Excerpts from a point labeling dataset
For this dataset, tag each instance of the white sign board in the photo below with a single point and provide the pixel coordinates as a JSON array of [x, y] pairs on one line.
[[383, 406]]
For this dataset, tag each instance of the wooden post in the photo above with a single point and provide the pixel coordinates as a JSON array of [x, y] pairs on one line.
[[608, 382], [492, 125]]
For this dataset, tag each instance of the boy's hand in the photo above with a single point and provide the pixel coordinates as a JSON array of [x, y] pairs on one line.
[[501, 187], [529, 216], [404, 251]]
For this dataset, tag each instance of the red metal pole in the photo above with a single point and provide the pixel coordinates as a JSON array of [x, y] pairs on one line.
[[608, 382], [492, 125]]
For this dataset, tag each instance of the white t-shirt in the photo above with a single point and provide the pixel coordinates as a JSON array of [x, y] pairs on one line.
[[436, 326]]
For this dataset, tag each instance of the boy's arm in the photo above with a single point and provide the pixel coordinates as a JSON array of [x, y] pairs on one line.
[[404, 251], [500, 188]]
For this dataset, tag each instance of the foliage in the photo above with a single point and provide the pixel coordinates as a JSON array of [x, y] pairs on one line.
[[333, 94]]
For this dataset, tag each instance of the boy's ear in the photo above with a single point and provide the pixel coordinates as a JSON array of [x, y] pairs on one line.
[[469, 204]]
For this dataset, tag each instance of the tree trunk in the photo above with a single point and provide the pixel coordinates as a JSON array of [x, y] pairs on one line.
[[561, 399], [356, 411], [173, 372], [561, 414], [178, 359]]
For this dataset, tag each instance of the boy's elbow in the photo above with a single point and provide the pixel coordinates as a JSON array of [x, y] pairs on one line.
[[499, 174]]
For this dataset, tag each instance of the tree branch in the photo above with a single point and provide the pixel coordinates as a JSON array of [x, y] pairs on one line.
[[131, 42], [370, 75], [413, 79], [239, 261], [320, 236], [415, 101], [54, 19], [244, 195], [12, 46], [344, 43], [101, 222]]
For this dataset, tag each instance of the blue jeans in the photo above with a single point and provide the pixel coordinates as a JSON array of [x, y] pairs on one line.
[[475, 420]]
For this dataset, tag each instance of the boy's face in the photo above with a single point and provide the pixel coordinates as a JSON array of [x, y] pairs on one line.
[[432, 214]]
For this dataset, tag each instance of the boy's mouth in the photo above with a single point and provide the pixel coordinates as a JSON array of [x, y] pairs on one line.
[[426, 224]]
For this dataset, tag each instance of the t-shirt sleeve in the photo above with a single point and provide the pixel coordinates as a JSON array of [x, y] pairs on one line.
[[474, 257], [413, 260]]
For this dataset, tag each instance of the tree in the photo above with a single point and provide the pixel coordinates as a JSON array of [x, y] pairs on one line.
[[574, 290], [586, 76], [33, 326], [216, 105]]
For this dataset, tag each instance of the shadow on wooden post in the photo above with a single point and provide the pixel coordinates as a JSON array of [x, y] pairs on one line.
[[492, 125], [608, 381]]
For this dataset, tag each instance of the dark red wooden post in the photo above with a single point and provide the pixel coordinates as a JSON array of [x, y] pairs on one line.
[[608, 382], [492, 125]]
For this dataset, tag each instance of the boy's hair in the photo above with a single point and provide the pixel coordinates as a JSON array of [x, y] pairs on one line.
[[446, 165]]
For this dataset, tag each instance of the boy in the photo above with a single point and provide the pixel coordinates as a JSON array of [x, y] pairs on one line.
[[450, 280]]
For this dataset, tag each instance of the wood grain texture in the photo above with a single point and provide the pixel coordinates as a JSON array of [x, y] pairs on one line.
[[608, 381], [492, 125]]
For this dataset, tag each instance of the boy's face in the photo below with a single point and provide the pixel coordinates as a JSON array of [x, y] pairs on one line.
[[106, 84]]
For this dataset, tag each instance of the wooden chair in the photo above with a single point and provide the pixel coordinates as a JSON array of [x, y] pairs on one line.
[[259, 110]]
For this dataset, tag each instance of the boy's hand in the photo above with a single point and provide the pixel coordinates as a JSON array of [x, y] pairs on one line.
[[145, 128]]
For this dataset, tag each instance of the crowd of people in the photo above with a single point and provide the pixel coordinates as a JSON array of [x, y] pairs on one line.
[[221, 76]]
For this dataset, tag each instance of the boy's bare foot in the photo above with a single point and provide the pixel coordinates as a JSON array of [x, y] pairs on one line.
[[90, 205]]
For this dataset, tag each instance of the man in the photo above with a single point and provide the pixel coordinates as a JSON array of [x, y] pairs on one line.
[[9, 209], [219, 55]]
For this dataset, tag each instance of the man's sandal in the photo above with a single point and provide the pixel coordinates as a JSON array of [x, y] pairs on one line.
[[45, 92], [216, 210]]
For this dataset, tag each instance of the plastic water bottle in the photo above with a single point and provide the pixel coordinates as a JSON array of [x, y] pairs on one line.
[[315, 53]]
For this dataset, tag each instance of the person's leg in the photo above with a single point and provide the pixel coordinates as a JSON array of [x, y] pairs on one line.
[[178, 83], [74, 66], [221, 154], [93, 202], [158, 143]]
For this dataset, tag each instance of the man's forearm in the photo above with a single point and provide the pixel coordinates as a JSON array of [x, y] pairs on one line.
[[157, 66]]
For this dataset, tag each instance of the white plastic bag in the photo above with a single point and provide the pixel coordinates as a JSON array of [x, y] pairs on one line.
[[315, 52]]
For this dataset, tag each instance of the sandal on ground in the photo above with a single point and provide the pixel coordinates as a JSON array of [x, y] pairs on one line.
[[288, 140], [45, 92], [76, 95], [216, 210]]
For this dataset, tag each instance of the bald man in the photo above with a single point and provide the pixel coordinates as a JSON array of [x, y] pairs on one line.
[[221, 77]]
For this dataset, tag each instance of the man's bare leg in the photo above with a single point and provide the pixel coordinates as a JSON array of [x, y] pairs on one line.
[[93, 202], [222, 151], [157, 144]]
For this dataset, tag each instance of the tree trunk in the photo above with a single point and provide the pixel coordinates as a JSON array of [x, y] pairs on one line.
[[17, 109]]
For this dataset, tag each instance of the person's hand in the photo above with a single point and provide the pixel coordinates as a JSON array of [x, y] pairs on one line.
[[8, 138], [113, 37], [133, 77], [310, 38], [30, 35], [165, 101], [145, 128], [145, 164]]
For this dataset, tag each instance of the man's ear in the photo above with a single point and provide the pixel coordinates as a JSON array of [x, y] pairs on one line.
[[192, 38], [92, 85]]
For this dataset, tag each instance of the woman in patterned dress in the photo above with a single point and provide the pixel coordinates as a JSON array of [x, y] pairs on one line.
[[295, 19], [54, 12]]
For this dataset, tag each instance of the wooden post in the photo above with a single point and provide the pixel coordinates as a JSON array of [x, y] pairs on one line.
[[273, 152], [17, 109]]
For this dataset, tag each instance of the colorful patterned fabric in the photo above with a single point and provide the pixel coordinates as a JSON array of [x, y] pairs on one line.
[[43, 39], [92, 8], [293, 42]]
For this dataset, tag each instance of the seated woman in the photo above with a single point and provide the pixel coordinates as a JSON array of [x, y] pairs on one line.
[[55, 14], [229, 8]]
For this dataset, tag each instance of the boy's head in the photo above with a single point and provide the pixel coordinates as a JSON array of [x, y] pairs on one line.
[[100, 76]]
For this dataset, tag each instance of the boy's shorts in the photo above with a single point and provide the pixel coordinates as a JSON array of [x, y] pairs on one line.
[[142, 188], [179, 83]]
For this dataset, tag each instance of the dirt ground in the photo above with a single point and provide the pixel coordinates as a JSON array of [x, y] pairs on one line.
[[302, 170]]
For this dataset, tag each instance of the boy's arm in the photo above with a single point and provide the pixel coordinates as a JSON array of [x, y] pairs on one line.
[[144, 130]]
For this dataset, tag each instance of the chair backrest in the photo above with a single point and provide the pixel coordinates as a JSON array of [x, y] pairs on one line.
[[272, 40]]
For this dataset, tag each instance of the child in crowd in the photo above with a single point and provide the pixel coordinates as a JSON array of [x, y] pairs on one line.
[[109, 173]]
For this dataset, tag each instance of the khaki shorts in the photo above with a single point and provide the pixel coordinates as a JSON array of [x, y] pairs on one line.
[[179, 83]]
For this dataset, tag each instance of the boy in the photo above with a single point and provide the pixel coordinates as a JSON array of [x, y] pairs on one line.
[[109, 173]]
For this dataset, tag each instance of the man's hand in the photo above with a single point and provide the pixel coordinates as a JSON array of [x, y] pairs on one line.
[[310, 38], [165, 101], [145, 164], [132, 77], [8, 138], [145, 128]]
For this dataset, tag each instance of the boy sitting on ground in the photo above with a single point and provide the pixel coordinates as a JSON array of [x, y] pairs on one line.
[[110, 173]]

TASK DIRECTIONS
Offset the material from the line containing "face in the photo below" down to the line containing "[[106, 84]]", both included, by rewriting those lines with 132 added to every coordinate in the answers.

THE ANSWER
For this dataset, tag each instance of the boy's face in the photo below with a single point and provide the pixel coordinates as a JSON array of [x, y] pairs on one line.
[[238, 216]]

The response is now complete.